:: AVAILABLE RECORDS ::

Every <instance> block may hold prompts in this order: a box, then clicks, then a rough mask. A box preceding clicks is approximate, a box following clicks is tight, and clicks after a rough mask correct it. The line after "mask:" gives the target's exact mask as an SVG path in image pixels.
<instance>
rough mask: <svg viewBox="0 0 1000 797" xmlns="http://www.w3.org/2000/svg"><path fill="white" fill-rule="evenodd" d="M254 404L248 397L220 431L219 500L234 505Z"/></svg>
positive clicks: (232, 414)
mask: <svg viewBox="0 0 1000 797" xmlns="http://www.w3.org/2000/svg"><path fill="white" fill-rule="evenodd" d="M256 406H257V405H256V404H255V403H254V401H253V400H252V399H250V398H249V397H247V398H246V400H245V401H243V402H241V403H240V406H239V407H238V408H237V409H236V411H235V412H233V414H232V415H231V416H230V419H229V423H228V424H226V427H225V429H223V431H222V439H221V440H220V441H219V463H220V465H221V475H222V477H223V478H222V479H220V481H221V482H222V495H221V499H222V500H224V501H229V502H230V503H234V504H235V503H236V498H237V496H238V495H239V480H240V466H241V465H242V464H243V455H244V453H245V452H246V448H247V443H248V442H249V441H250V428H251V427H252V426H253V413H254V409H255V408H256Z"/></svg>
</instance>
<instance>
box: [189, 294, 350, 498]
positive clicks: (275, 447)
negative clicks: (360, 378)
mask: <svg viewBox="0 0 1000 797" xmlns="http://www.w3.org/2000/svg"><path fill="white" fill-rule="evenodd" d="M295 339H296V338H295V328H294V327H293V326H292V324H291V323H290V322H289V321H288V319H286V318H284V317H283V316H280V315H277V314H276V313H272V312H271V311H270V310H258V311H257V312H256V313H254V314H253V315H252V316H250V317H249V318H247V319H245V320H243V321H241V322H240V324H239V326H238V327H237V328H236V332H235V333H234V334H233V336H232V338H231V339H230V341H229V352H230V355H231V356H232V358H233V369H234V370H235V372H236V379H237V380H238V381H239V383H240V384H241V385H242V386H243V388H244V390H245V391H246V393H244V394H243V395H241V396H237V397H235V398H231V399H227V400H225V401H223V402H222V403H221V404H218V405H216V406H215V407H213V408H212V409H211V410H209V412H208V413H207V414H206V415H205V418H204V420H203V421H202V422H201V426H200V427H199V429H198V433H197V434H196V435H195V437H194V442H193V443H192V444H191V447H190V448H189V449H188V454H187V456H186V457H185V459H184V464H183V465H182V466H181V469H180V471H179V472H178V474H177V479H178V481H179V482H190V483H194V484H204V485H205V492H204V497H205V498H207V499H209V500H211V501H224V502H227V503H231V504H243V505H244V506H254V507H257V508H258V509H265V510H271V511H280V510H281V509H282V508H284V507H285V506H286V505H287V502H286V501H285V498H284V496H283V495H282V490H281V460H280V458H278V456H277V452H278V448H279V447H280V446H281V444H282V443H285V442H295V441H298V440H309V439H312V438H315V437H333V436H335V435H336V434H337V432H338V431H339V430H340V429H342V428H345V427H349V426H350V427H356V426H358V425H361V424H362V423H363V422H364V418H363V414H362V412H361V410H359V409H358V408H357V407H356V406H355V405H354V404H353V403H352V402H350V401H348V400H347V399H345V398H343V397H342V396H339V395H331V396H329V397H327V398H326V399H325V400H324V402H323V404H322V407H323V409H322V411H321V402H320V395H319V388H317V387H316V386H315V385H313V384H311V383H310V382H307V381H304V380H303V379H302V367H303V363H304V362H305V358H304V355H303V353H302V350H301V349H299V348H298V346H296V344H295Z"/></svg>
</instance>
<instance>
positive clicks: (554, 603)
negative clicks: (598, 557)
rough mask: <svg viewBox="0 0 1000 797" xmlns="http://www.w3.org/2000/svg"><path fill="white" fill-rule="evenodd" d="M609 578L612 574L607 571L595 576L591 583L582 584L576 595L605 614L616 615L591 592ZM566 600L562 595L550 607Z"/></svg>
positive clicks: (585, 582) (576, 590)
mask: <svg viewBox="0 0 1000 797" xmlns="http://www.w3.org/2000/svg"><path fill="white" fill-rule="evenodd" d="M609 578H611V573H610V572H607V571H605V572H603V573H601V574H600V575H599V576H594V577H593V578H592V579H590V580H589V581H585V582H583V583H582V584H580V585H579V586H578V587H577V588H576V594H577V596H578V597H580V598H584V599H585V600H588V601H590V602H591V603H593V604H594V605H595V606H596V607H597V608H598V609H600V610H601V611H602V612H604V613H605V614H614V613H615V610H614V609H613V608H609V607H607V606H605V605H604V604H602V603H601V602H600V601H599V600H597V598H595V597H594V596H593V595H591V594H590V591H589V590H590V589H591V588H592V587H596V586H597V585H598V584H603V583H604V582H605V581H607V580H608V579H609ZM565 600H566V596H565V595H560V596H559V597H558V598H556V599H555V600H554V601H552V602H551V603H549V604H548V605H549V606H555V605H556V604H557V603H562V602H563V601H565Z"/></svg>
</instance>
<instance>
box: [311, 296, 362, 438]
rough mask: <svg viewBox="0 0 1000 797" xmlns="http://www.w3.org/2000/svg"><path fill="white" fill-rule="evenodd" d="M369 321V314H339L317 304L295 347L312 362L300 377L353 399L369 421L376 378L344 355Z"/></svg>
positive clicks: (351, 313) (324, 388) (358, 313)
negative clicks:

:: TASK TO COMPLETE ::
Set every record down word for word, omitting none.

:: SOLUTION TO THIS TASK ::
Every <instance> block may hold prompts in this order: a box, then clicks, then a rough mask. A box preceding clicks is approximate, a box following clicks is tight, and clicks after a rough mask correct it. The line after "mask:" gives the target's exact mask as an SVG path in image pixels.
<instance>
rough mask: <svg viewBox="0 0 1000 797" xmlns="http://www.w3.org/2000/svg"><path fill="white" fill-rule="evenodd" d="M254 404L248 397L220 431L219 500L234 505Z"/></svg>
positive clicks: (232, 414)
mask: <svg viewBox="0 0 1000 797" xmlns="http://www.w3.org/2000/svg"><path fill="white" fill-rule="evenodd" d="M256 406H257V405H256V404H255V403H254V401H253V400H252V399H250V398H249V397H247V398H246V400H245V401H243V402H241V403H240V406H239V407H238V408H237V409H236V411H235V412H233V414H232V415H231V416H230V419H229V423H228V424H226V427H225V429H223V431H222V439H221V440H220V441H219V463H220V465H221V475H222V477H223V478H222V479H220V481H221V482H222V495H221V499H222V500H224V501H229V502H230V503H234V504H235V503H236V498H237V496H238V495H239V480H240V466H241V465H242V464H243V455H244V453H245V452H246V448H247V443H248V442H249V441H250V428H251V427H252V426H253V413H254V409H255V408H256Z"/></svg>
</instance>
<instance>
box: [189, 294, 350, 498]
positive clicks: (275, 447)
negative clicks: (360, 378)
mask: <svg viewBox="0 0 1000 797" xmlns="http://www.w3.org/2000/svg"><path fill="white" fill-rule="evenodd" d="M295 339H296V338H295V328H294V327H293V326H292V324H291V323H290V322H289V321H288V319H286V318H284V317H283V316H280V315H277V314H276V313H272V312H271V311H270V310H258V311H257V312H256V313H254V314H253V315H252V316H250V317H249V318H247V319H245V320H243V321H241V322H240V324H239V326H238V327H237V328H236V332H235V333H234V334H233V336H232V338H231V339H230V341H229V352H230V355H231V356H232V358H233V369H234V370H235V372H236V379H237V380H238V381H239V383H240V384H241V385H242V386H243V388H244V390H245V391H246V393H244V394H243V395H241V396H237V397H235V398H231V399H227V400H225V401H223V402H222V403H221V404H218V405H216V406H215V407H213V408H212V409H211V410H209V412H208V413H207V414H206V415H205V418H204V420H203V421H202V422H201V426H200V427H199V429H198V433H197V434H196V435H195V437H194V442H193V443H192V444H191V447H190V448H189V449H188V454H187V456H186V457H185V459H184V464H183V465H182V466H181V469H180V471H179V472H178V474H177V479H178V481H179V482H190V483H194V484H204V485H205V492H204V497H205V498H207V499H209V500H211V501H224V502H227V503H231V504H243V505H244V506H254V507H257V508H258V509H265V510H271V511H280V510H281V509H282V508H284V507H285V506H286V505H287V502H286V501H285V498H284V496H283V495H282V490H281V460H280V458H278V456H277V452H278V448H279V447H280V446H281V444H282V443H285V442H295V441H298V440H309V439H312V438H315V437H333V436H335V435H336V434H337V432H338V431H339V430H340V429H342V428H345V427H349V426H350V427H356V426H358V425H361V424H362V423H363V422H364V418H363V414H362V412H361V410H359V409H358V408H357V407H356V406H355V405H354V404H353V403H352V402H350V401H348V400H347V399H345V398H343V397H342V396H339V395H331V396H329V397H327V398H326V399H325V400H324V402H323V404H322V407H323V409H322V411H321V402H320V395H319V388H317V387H316V386H315V385H313V384H311V383H310V382H307V381H304V380H303V379H302V367H303V363H304V362H305V358H304V355H303V353H302V350H301V349H299V348H298V346H296V344H295Z"/></svg>
</instance>
<instance>
positive clicks: (554, 603)
negative clicks: (598, 557)
rough mask: <svg viewBox="0 0 1000 797" xmlns="http://www.w3.org/2000/svg"><path fill="white" fill-rule="evenodd" d="M609 578L612 574L607 571L595 576L591 583L582 584L576 595L605 614L616 615L591 592ZM566 600L562 595L550 607Z"/></svg>
positive clicks: (585, 582) (576, 590)
mask: <svg viewBox="0 0 1000 797" xmlns="http://www.w3.org/2000/svg"><path fill="white" fill-rule="evenodd" d="M609 578H611V573H610V572H607V571H605V572H603V573H601V574H600V575H599V576H594V577H593V578H592V579H590V580H589V581H585V582H583V583H582V584H580V585H579V586H578V587H577V588H576V594H577V596H578V597H580V598H584V599H585V600H588V601H590V602H591V603H593V604H594V605H595V606H596V607H597V608H598V609H600V610H601V611H602V612H604V613H605V614H614V613H615V610H614V609H613V608H609V607H607V606H605V605H604V604H602V603H601V602H600V601H599V600H597V598H595V597H594V596H593V595H591V594H590V591H589V590H590V589H591V588H592V587H596V586H597V585H598V584H603V583H604V582H605V581H607V580H608V579H609ZM565 600H566V596H565V595H560V596H559V597H558V598H556V599H555V600H554V601H552V602H551V603H549V604H548V605H549V606H555V605H556V604H557V603H562V602H563V601H565Z"/></svg>
</instance>
<instance>
box: [311, 296, 362, 438]
rough mask: <svg viewBox="0 0 1000 797" xmlns="http://www.w3.org/2000/svg"><path fill="white" fill-rule="evenodd" d="M369 321V314H339L317 304L295 347L312 362L300 377L353 399L369 421L376 378L344 355Z"/></svg>
positive clicks: (351, 313) (324, 388) (358, 313)
negative clicks:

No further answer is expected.